_THE TASK_: In the records below, find the line containing "Reviewer note. Check that every instance of the tree canopy"; restate it and every later line word for word, through the last.

━━━━━ EXERCISE INPUTS ━━━━━

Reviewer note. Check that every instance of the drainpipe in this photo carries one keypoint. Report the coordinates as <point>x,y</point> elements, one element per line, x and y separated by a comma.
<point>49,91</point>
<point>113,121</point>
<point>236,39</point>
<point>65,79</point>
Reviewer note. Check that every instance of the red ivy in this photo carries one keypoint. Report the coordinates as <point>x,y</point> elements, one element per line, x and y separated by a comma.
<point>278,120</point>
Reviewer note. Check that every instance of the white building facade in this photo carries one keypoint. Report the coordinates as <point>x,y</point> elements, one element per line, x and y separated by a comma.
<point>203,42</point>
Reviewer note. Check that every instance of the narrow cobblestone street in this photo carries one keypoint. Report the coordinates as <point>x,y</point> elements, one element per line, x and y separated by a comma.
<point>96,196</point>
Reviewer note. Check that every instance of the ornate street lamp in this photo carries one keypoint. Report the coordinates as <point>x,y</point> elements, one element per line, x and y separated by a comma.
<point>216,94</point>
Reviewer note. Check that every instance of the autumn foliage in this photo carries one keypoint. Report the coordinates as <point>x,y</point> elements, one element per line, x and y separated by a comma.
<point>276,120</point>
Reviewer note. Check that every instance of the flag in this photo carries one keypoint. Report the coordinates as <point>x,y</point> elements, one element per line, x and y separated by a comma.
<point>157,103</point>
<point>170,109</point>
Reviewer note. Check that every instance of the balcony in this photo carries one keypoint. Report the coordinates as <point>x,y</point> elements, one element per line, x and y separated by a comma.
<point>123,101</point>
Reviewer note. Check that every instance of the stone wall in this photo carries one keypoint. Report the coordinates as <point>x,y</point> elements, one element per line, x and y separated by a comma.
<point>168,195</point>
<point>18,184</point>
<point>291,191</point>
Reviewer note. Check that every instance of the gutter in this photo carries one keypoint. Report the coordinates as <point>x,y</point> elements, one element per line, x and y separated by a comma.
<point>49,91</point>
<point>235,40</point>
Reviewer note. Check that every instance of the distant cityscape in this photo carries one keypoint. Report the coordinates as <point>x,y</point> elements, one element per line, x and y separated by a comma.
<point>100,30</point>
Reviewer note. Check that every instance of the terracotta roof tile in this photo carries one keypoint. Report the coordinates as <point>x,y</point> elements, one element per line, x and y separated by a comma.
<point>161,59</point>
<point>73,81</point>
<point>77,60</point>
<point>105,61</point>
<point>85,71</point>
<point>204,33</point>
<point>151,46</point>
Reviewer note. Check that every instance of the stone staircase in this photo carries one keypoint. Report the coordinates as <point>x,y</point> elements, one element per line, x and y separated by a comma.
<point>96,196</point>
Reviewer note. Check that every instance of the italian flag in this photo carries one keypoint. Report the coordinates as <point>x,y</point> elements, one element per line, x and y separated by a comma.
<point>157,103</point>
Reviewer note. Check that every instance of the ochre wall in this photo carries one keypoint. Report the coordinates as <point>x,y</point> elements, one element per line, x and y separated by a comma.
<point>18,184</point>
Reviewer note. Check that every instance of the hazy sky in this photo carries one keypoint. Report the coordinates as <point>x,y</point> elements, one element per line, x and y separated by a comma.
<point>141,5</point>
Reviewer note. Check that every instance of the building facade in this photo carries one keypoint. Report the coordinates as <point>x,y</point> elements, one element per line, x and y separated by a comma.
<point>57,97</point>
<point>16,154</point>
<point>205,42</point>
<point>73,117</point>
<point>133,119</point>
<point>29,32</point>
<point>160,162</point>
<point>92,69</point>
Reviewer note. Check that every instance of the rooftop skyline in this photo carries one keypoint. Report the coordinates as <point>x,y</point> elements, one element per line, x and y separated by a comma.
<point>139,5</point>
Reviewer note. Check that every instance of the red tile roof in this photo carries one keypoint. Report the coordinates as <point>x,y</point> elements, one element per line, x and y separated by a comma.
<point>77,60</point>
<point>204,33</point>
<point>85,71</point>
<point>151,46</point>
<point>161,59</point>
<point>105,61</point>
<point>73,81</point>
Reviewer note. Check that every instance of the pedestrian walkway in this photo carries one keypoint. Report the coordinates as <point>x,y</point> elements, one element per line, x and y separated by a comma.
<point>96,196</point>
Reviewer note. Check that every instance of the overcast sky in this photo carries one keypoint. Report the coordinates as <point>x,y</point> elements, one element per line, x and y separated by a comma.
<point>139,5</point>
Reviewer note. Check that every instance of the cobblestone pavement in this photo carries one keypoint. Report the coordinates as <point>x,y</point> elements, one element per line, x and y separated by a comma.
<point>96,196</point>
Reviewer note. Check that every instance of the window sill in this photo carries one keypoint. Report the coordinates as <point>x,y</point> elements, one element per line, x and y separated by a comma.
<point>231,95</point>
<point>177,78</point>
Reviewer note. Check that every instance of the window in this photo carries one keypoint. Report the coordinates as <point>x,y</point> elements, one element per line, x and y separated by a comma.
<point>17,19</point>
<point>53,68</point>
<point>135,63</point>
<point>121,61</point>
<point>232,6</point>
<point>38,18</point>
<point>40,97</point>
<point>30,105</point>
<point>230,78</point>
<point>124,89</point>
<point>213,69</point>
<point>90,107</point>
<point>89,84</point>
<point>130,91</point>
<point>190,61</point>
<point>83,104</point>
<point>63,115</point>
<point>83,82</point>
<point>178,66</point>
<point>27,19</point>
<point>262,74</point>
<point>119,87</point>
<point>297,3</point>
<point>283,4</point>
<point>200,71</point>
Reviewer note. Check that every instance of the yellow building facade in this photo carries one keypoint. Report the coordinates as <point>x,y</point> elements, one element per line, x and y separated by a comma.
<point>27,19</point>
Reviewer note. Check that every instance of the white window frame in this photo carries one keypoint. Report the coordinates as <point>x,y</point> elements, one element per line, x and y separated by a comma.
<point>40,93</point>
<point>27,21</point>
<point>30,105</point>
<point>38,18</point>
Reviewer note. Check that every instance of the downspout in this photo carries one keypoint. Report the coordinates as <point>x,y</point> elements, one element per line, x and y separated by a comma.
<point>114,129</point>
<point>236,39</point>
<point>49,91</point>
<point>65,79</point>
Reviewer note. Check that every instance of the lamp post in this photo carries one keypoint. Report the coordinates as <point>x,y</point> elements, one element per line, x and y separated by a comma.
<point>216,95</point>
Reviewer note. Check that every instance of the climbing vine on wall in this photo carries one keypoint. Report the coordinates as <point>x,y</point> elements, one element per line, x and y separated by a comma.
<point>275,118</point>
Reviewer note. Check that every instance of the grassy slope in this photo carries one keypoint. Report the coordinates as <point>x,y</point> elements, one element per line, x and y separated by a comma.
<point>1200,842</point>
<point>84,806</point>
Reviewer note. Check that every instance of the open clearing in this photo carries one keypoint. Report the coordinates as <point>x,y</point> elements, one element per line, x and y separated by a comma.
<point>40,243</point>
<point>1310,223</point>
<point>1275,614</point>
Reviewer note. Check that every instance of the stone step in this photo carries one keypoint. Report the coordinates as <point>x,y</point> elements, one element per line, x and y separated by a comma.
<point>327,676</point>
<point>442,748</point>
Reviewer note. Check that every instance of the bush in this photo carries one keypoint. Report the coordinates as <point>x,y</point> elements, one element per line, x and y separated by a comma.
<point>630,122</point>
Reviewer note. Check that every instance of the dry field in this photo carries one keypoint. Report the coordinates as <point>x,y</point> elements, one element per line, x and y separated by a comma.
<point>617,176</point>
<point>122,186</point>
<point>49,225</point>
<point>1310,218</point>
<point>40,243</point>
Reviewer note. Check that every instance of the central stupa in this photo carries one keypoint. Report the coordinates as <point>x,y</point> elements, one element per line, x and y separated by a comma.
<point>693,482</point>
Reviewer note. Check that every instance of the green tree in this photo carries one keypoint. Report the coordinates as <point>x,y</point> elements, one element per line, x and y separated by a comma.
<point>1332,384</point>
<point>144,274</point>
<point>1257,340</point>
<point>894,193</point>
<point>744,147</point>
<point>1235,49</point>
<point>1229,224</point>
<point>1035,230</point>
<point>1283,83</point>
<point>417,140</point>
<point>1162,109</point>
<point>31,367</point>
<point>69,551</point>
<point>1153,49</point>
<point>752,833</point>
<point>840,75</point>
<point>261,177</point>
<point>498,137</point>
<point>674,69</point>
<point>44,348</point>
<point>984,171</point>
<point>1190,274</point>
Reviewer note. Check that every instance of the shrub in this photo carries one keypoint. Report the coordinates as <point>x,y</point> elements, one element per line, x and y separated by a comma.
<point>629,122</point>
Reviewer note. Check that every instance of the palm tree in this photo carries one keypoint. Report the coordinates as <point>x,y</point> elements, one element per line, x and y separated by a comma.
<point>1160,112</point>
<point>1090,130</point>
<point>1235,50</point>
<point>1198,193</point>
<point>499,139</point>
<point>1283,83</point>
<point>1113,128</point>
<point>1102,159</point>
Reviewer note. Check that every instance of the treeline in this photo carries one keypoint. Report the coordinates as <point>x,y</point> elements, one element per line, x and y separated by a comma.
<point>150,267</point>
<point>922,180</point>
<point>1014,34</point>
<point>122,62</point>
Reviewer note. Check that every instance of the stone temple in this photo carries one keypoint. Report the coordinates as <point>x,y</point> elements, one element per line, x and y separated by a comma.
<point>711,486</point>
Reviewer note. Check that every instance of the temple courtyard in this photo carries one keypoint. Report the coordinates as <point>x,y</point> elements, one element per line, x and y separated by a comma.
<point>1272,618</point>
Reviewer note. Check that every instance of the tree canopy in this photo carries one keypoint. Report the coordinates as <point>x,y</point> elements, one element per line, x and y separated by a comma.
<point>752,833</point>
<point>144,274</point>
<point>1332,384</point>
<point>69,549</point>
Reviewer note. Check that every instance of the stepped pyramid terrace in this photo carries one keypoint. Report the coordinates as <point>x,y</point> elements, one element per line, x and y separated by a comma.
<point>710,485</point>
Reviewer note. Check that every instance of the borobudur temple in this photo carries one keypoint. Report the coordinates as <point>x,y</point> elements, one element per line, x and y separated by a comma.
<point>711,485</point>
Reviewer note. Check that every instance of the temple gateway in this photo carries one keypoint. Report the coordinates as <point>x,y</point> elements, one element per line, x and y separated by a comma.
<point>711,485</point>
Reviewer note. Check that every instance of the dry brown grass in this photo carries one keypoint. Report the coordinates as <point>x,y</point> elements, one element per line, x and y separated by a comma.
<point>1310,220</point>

━━━━━

_ANSWER FOR THE TASK_:
Reviewer note. Check that every instance of the tree canopy in this photo carries one keypoint. Report the coordinates as <point>x,y</point> elements, one element per line, x and y separated by a comma.
<point>752,833</point>
<point>144,274</point>
<point>1332,384</point>
<point>69,549</point>
Reviewer note. Check that every instance of the stepped pyramid terrace in this photo carries one keypoint. Report the coordinates as <point>x,y</point> elements, one element per line, x and y separated by a comma.
<point>710,485</point>
Reviewer note. Check that every instance of the borobudur temple in this photo carries one keypoint. Report the coordinates as <point>x,y</point> elements, one element per line, x and y separated by a comma.
<point>711,485</point>
Reviewer note. Check that every instance of the temple gateway in this photo carries one keypoint. Report the coordinates as <point>x,y</point> elements, one element per line, x and y separated by a comma.
<point>711,485</point>
Reviewer note. Check that every instance of the dry brown grass in this photo carries one keypoint. Report the coordinates as <point>x,y</point> elements, one element per line, x and y separated by a comma.
<point>1310,220</point>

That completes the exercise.